### EXERCISE REQUIREMENTS
Copy out every line in the rows below that contains the word "ferruginous".

________________

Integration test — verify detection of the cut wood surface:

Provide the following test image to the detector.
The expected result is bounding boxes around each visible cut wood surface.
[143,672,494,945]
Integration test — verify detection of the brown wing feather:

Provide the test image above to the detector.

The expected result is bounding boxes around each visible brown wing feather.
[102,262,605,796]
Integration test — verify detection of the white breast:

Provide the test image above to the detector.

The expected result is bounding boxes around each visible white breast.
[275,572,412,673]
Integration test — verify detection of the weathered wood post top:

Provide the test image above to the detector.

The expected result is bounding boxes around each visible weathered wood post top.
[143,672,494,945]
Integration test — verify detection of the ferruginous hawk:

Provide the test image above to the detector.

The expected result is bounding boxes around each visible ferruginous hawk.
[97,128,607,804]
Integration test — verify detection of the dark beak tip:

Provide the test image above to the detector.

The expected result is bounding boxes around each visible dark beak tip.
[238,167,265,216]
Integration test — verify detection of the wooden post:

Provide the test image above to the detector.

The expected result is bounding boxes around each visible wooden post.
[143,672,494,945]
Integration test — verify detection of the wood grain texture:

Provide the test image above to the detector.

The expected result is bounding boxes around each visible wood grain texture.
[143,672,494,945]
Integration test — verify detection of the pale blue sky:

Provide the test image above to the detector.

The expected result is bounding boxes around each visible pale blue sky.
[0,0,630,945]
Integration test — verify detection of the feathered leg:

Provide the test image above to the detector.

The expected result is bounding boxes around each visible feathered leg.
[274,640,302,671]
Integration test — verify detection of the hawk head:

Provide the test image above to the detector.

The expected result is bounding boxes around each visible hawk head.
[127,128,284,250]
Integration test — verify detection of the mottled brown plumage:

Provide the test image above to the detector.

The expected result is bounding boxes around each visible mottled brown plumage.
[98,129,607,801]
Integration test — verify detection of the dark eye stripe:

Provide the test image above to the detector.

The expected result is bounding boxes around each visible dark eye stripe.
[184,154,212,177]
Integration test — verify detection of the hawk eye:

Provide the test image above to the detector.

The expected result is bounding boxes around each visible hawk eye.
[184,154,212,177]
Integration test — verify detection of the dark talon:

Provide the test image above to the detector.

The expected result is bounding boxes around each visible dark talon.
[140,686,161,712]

________________

### RESULT OF THIS EXERCISE
Integration test — verify detection of the ferruginous hawk:
The expected result is bounding boxes around each visible ferruginous hawk.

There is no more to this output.